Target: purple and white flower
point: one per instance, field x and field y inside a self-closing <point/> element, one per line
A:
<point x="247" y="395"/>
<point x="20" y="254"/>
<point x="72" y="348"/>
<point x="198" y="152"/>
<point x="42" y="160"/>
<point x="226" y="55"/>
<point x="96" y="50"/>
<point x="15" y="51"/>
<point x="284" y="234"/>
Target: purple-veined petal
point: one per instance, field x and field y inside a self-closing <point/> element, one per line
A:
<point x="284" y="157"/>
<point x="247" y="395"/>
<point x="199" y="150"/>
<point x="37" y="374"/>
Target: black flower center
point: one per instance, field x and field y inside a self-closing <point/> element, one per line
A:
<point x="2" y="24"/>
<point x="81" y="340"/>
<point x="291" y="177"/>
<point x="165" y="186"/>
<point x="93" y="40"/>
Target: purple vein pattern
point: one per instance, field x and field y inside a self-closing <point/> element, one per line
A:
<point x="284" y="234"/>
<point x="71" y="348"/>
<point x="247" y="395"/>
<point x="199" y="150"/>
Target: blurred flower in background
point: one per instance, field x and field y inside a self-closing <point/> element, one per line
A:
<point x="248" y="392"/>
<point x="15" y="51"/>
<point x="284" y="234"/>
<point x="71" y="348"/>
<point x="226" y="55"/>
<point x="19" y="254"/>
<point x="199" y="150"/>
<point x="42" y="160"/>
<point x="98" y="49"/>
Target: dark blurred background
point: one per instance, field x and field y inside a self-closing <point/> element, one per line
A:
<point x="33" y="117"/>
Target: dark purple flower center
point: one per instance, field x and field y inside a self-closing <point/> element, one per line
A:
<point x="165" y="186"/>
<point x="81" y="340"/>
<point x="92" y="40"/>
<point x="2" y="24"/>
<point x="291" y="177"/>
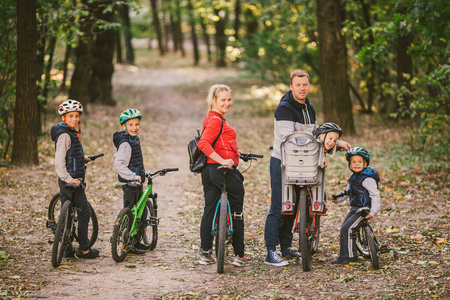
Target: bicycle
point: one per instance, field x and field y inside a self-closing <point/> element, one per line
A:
<point x="303" y="180"/>
<point x="65" y="229"/>
<point x="222" y="227"/>
<point x="129" y="228"/>
<point x="366" y="241"/>
<point x="54" y="211"/>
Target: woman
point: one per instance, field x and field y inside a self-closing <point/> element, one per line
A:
<point x="222" y="152"/>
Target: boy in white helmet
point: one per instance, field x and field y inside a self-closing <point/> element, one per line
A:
<point x="69" y="165"/>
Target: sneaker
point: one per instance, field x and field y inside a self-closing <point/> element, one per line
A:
<point x="136" y="251"/>
<point x="206" y="260"/>
<point x="69" y="252"/>
<point x="239" y="261"/>
<point x="273" y="259"/>
<point x="93" y="253"/>
<point x="290" y="253"/>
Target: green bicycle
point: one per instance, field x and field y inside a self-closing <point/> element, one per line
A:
<point x="129" y="228"/>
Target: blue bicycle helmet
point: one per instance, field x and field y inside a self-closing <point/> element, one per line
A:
<point x="128" y="114"/>
<point x="358" y="151"/>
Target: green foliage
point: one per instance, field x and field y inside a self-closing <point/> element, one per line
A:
<point x="286" y="39"/>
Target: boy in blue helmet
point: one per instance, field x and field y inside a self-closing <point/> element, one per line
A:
<point x="128" y="160"/>
<point x="69" y="165"/>
<point x="363" y="191"/>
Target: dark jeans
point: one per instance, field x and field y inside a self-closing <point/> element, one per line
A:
<point x="129" y="199"/>
<point x="278" y="228"/>
<point x="212" y="180"/>
<point x="350" y="224"/>
<point x="79" y="200"/>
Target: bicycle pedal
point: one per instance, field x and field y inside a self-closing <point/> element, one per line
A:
<point x="50" y="224"/>
<point x="384" y="249"/>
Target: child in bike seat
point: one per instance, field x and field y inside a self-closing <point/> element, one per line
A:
<point x="363" y="192"/>
<point x="328" y="134"/>
<point x="69" y="165"/>
<point x="128" y="161"/>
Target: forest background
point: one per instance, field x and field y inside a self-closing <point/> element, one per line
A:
<point x="374" y="65"/>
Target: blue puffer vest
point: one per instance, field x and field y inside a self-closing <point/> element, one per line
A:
<point x="75" y="155"/>
<point x="359" y="196"/>
<point x="136" y="164"/>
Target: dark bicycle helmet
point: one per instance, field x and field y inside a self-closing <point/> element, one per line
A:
<point x="358" y="151"/>
<point x="328" y="127"/>
<point x="128" y="114"/>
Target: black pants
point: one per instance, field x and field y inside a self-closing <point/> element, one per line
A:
<point x="212" y="180"/>
<point x="79" y="200"/>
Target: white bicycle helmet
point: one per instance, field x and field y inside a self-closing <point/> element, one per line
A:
<point x="69" y="106"/>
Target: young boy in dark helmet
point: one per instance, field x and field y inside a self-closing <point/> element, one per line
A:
<point x="329" y="134"/>
<point x="129" y="162"/>
<point x="69" y="165"/>
<point x="363" y="192"/>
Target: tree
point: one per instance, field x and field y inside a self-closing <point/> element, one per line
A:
<point x="333" y="65"/>
<point x="25" y="150"/>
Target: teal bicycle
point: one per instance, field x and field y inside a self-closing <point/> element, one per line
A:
<point x="130" y="228"/>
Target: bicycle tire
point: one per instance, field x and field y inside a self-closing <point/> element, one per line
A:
<point x="54" y="212"/>
<point x="121" y="235"/>
<point x="223" y="213"/>
<point x="373" y="249"/>
<point x="148" y="234"/>
<point x="316" y="234"/>
<point x="304" y="230"/>
<point x="361" y="242"/>
<point x="63" y="234"/>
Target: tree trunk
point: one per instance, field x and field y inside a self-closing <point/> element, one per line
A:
<point x="157" y="26"/>
<point x="333" y="64"/>
<point x="221" y="38"/>
<point x="119" y="57"/>
<point x="129" y="51"/>
<point x="103" y="66"/>
<point x="67" y="56"/>
<point x="82" y="75"/>
<point x="237" y="21"/>
<point x="206" y="38"/>
<point x="25" y="150"/>
<point x="194" y="34"/>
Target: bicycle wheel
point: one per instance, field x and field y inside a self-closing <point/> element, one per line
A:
<point x="222" y="232"/>
<point x="361" y="242"/>
<point x="304" y="230"/>
<point x="373" y="249"/>
<point x="63" y="233"/>
<point x="54" y="210"/>
<point x="120" y="240"/>
<point x="315" y="234"/>
<point x="148" y="234"/>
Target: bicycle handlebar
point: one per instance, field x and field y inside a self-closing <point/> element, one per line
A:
<point x="247" y="156"/>
<point x="94" y="157"/>
<point x="161" y="172"/>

++++++++++++++++++++

Please transcribe all of the entries above word for word, and leave the pictures out of your answer.

§ **CORRECT OUTPUT**:
Target: purple and white flower
point: one per instance, field x and field y inside a self-closing <point/> element, one per line
A:
<point x="247" y="395"/>
<point x="20" y="254"/>
<point x="72" y="348"/>
<point x="198" y="152"/>
<point x="42" y="160"/>
<point x="226" y="55"/>
<point x="96" y="50"/>
<point x="15" y="51"/>
<point x="284" y="234"/>
Target: purple-veined petal
point: one per instance, field x and field y inside a self-closing <point/> element, one per line
A:
<point x="284" y="157"/>
<point x="247" y="395"/>
<point x="199" y="150"/>
<point x="37" y="374"/>
Target: black flower center
point: one per instance, field x and field y inside a self-closing <point/> element, one per line
A:
<point x="2" y="24"/>
<point x="81" y="340"/>
<point x="291" y="177"/>
<point x="165" y="186"/>
<point x="93" y="40"/>
Target: purple vein pattern
point: one per instance, field x and field y inside a self-closing <point/> element, one per line
A:
<point x="284" y="234"/>
<point x="71" y="348"/>
<point x="247" y="395"/>
<point x="199" y="150"/>
Target: blurred flower in background
point: one per instance, field x and field y inside a self-closing <point/> element, one per line
A:
<point x="248" y="392"/>
<point x="15" y="51"/>
<point x="284" y="234"/>
<point x="71" y="348"/>
<point x="226" y="55"/>
<point x="19" y="254"/>
<point x="199" y="150"/>
<point x="42" y="160"/>
<point x="98" y="49"/>
Target: dark blurred background
point: one per instance, field x and field y inside a self-closing <point/> element, one per line
A:
<point x="33" y="117"/>
Target: dark purple flower center
point: one per instance, field x and field y inside a self-closing <point/> element, one per line
A:
<point x="165" y="186"/>
<point x="81" y="340"/>
<point x="92" y="40"/>
<point x="2" y="24"/>
<point x="291" y="177"/>
Target: bicycle
point: one per instance, field x and field y inside a self-closing <point/> element, one per line
A:
<point x="303" y="180"/>
<point x="65" y="229"/>
<point x="222" y="227"/>
<point x="129" y="228"/>
<point x="366" y="241"/>
<point x="54" y="211"/>
Target: woman
point: one per instance, field x and field y inside a self-closing <point/> element, one per line
A:
<point x="222" y="152"/>
Target: boy in white helmet
point: one per instance, field x and field y inside a self-closing <point/> element, one per line
A:
<point x="69" y="165"/>
Target: sneaker
point: one per instance, field x and field y inside a self-closing <point/> element, one per line
A:
<point x="136" y="251"/>
<point x="206" y="260"/>
<point x="69" y="252"/>
<point x="239" y="261"/>
<point x="273" y="259"/>
<point x="93" y="253"/>
<point x="290" y="253"/>
Target: green bicycle
point: one per instance, field x and field y inside a self-closing <point/> element, one per line
A:
<point x="129" y="228"/>
Target: blue bicycle helmet
point: one per instance, field x and field y inside a self-closing <point/> element, one per line
A:
<point x="128" y="114"/>
<point x="358" y="151"/>
Target: green foliage
point: one per instance, field x and field y inside a self-closing <point/> element, one per line
A:
<point x="286" y="39"/>
Target: boy in blue helmet
point: one per instance, field x and field y inside a self-closing <point/> element, one per line
A:
<point x="128" y="160"/>
<point x="69" y="165"/>
<point x="363" y="191"/>
Target: dark jeans
point: one per instance, field x and field y inside a self-closing <point/> element, one per line
A:
<point x="129" y="199"/>
<point x="278" y="228"/>
<point x="212" y="180"/>
<point x="350" y="224"/>
<point x="79" y="200"/>
Target: bicycle pedal
point: one per instance, field x and field y inside a self-closing <point/> element, one per line
A:
<point x="50" y="224"/>
<point x="384" y="249"/>
Target: child in bike seat
point: one per instance, field x and field y inside a self-closing <point/> element, one per line
A:
<point x="363" y="192"/>
<point x="328" y="134"/>
<point x="69" y="165"/>
<point x="128" y="161"/>
Target: forest background
point: one per instance, field x and field y inside a self-closing <point/> element, one per line
A:
<point x="374" y="65"/>
Target: blue puffer vest
point: one per instance, field x and field y inside a self-closing <point/> element, one per line
A:
<point x="75" y="155"/>
<point x="359" y="196"/>
<point x="136" y="164"/>
Target: dark bicycle helmet
point: one per instance, field x and field y inside a self-closing <point/> element, one per line
A:
<point x="358" y="151"/>
<point x="328" y="127"/>
<point x="128" y="114"/>
Target: black pants
point: one per instance, field x and field y inside a self-closing <point/> element, one per line
A:
<point x="212" y="180"/>
<point x="79" y="200"/>
Target: white bicycle helmet
point: one per instance, field x and field y inside a self-closing <point/> element, one per line
A:
<point x="69" y="106"/>
Target: young boy in dark helmet
point: one per instance, field x and field y inside a self-closing <point/> element, one per line
A:
<point x="329" y="134"/>
<point x="129" y="162"/>
<point x="69" y="165"/>
<point x="363" y="192"/>
Target: tree
point: one per instance, field x and field y inside a self-closing <point/> element, one per line
A:
<point x="333" y="65"/>
<point x="25" y="150"/>
Target: teal bicycle
point: one per instance, field x and field y inside a self-closing <point/> element, one per line
A:
<point x="130" y="228"/>
Target: bicycle tire
point: one per instance, field x and field y inside a self-closing <point/> element, one per line
A:
<point x="54" y="212"/>
<point x="121" y="235"/>
<point x="223" y="213"/>
<point x="373" y="249"/>
<point x="148" y="234"/>
<point x="316" y="234"/>
<point x="304" y="230"/>
<point x="361" y="242"/>
<point x="63" y="234"/>
Target: tree trunk
point: one per instance, field x and field y inside a self-closing <point/> element, one per line
A:
<point x="157" y="26"/>
<point x="333" y="64"/>
<point x="221" y="38"/>
<point x="119" y="57"/>
<point x="129" y="51"/>
<point x="103" y="66"/>
<point x="67" y="56"/>
<point x="82" y="75"/>
<point x="237" y="21"/>
<point x="206" y="38"/>
<point x="25" y="150"/>
<point x="194" y="34"/>
Target: bicycle wheel
point: one per instance, field x and field y inside a self-closing <point/> element, one per line
A:
<point x="222" y="232"/>
<point x="361" y="242"/>
<point x="304" y="230"/>
<point x="373" y="249"/>
<point x="63" y="233"/>
<point x="54" y="210"/>
<point x="120" y="240"/>
<point x="315" y="234"/>
<point x="148" y="234"/>
Target: bicycle handlebar
point: one per instance, field x and field y inside a self-closing <point/> element, one per line
A:
<point x="247" y="156"/>
<point x="94" y="157"/>
<point x="161" y="172"/>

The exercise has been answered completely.